*** Begin section ***

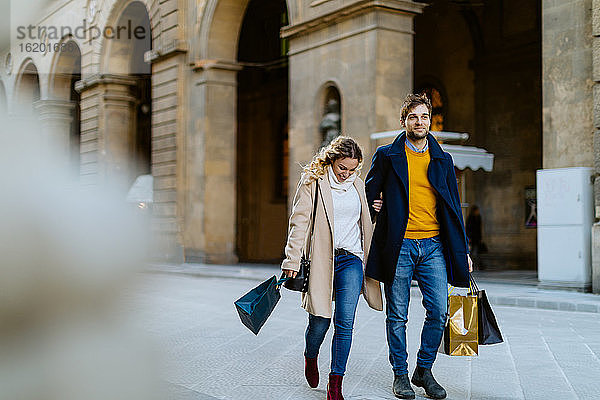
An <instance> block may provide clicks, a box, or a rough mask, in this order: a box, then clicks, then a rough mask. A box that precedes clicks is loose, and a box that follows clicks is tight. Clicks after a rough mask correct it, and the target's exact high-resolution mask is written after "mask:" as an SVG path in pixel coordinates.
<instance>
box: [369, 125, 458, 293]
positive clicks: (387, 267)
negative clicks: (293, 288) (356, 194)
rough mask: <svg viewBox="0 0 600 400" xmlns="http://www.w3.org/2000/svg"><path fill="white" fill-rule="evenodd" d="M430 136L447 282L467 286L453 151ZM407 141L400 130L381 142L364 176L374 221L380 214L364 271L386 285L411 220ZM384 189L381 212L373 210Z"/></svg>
mask: <svg viewBox="0 0 600 400" xmlns="http://www.w3.org/2000/svg"><path fill="white" fill-rule="evenodd" d="M427 141H428V142H429V154H430V156H431V161H430V163H429V167H428V169H427V176H428V178H429V182H430V183H431V185H432V186H433V188H434V189H435V191H436V192H437V219H438V222H439V224H440V238H441V240H442V244H443V247H444V258H445V259H446V270H447V272H448V283H450V284H451V285H453V286H458V287H469V267H468V262H467V252H468V251H467V237H466V235H465V225H464V223H463V217H462V212H461V208H460V198H459V196H458V186H457V184H456V175H455V173H454V163H453V161H452V156H451V155H450V154H448V153H446V152H444V150H442V147H441V146H440V145H439V144H438V142H437V141H436V140H435V138H434V137H433V136H432V135H431V134H428V136H427ZM405 143H406V133H405V132H402V133H401V134H400V135H398V137H397V138H396V139H395V140H394V142H393V143H392V144H389V145H386V146H381V147H379V148H378V149H377V151H376V152H375V155H374V156H373V161H372V163H371V169H370V170H369V173H368V174H367V179H366V181H365V184H366V192H367V200H368V203H369V208H370V211H371V217H372V219H373V220H375V217H377V219H376V221H377V222H376V224H375V231H374V232H373V241H372V242H371V249H370V252H369V258H368V260H367V266H366V274H367V276H369V277H370V278H373V279H377V280H378V281H381V282H385V283H388V284H391V283H392V281H393V279H394V275H395V273H396V265H397V261H398V256H399V255H400V247H401V246H402V240H403V239H404V233H405V232H406V225H407V224H408V187H409V186H408V163H407V160H406V150H405ZM380 193H383V207H382V208H381V211H380V212H379V214H377V212H376V211H375V210H374V209H373V201H374V200H376V199H378V198H379V194H380Z"/></svg>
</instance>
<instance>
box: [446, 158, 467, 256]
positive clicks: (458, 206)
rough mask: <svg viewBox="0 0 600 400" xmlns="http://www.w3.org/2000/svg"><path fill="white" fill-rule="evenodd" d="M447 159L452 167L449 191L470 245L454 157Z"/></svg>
mask: <svg viewBox="0 0 600 400" xmlns="http://www.w3.org/2000/svg"><path fill="white" fill-rule="evenodd" d="M446 158H447V159H448V161H449V162H450V167H449V170H448V175H447V182H446V183H447V185H448V189H449V190H450V196H452V201H453V202H454V204H455V207H457V214H458V218H460V226H461V227H462V234H463V236H464V238H465V243H467V244H468V243H469V242H468V239H467V235H466V232H465V223H464V221H463V218H462V210H461V206H460V196H459V194H458V182H457V181H456V174H455V173H454V160H453V159H452V156H451V155H450V154H446ZM465 252H466V253H467V254H469V246H468V245H467V248H466V249H465Z"/></svg>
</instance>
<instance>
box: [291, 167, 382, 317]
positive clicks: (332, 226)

*** End section ***

• _Task to complete_: Pictures are not part of the copy. Restate everything else in the listing word for word.

• _Answer to this problem_:
An <instance> block may provide clicks, a box, or a rough mask, in this order: a box, then clicks, then a rough mask. A box that precedes clicks is loose, and a box that follows clicks is tight. Clicks after a rough mask correct it, and the target's exact high-resolution mask is written after "mask:" as an SVG path in pixel coordinates.
<instance>
box: [369, 125, 458, 293]
positive clicks: (387, 267)
negative clicks: (293, 288) (356, 194)
rough mask: <svg viewBox="0 0 600 400" xmlns="http://www.w3.org/2000/svg"><path fill="white" fill-rule="evenodd" d="M430 136L447 282L467 286L453 151ZM407 141L400 130L381 142L364 176L374 221L380 214L364 271L386 285L411 220ZM384 189L381 212L373 210Z"/></svg>
mask: <svg viewBox="0 0 600 400" xmlns="http://www.w3.org/2000/svg"><path fill="white" fill-rule="evenodd" d="M427 141H428V142H429V154H430V156H431V161H430V163H429V167H428V169H427V176H428V178H429V182H430V183H431V185H432V186H433V188H434V189H435V191H436V192H437V219H438V222H439V224H440V238H441V240H442V244H443V247H444V258H445V259H446V270H447V272H448V283H450V284H451V285H453V286H458V287H469V267H468V262H467V252H468V251H467V237H466V235H465V225H464V223H463V217H462V212H461V208H460V198H459V196H458V186H457V184H456V175H455V173H454V163H453V161H452V156H451V155H450V154H448V153H446V152H444V150H442V147H441V146H440V145H439V144H438V142H437V141H436V140H435V138H434V137H433V136H432V135H431V134H428V136H427ZM405 143H406V133H405V132H402V133H401V134H400V135H398V137H397V138H396V139H395V140H394V142H393V143H392V144H389V145H386V146H381V147H379V148H378V149H377V151H376V152H375V155H374V156H373V161H372V163H371V169H370V170H369V173H368V174H367V179H366V181H365V184H366V192H367V200H368V203H369V208H370V211H371V217H372V219H373V220H375V217H377V219H376V221H377V222H376V224H375V231H374V232H373V241H372V242H371V249H370V252H369V258H368V260H367V266H366V274H367V276H369V277H370V278H373V279H377V280H378V281H381V282H385V283H388V284H391V283H392V281H393V279H394V275H395V273H396V265H397V261H398V256H399V255H400V247H401V246H402V240H403V239H404V233H405V232H406V225H407V224H408V187H409V186H408V163H407V160H406V150H405ZM380 193H383V207H382V208H381V211H380V212H379V214H377V212H376V211H375V210H374V209H373V201H374V200H376V199H378V198H379V194H380Z"/></svg>
</instance>
<instance>
box: [446, 158, 467, 256]
positive clicks: (458, 206)
rough mask: <svg viewBox="0 0 600 400" xmlns="http://www.w3.org/2000/svg"><path fill="white" fill-rule="evenodd" d="M447 159L452 167L449 191L470 245L454 157Z"/></svg>
mask: <svg viewBox="0 0 600 400" xmlns="http://www.w3.org/2000/svg"><path fill="white" fill-rule="evenodd" d="M446 158H447V159H448V161H449V162H450V167H449V170H448V175H447V182H446V183H447V185H448V189H449V190H450V196H452V201H453V202H454V204H455V207H457V214H458V218H460V226H461V227H462V234H463V236H464V238H465V243H467V244H468V243H469V242H468V239H467V235H466V232H465V223H464V221H463V218H462V210H461V206H460V196H459V194H458V182H457V181H456V174H455V173H454V160H453V159H452V156H451V155H450V154H446ZM465 252H466V253H467V254H469V246H468V245H467V248H466V249H465Z"/></svg>
</instance>
<instance>
box: [291, 167, 382, 317]
positive clicks: (332, 226)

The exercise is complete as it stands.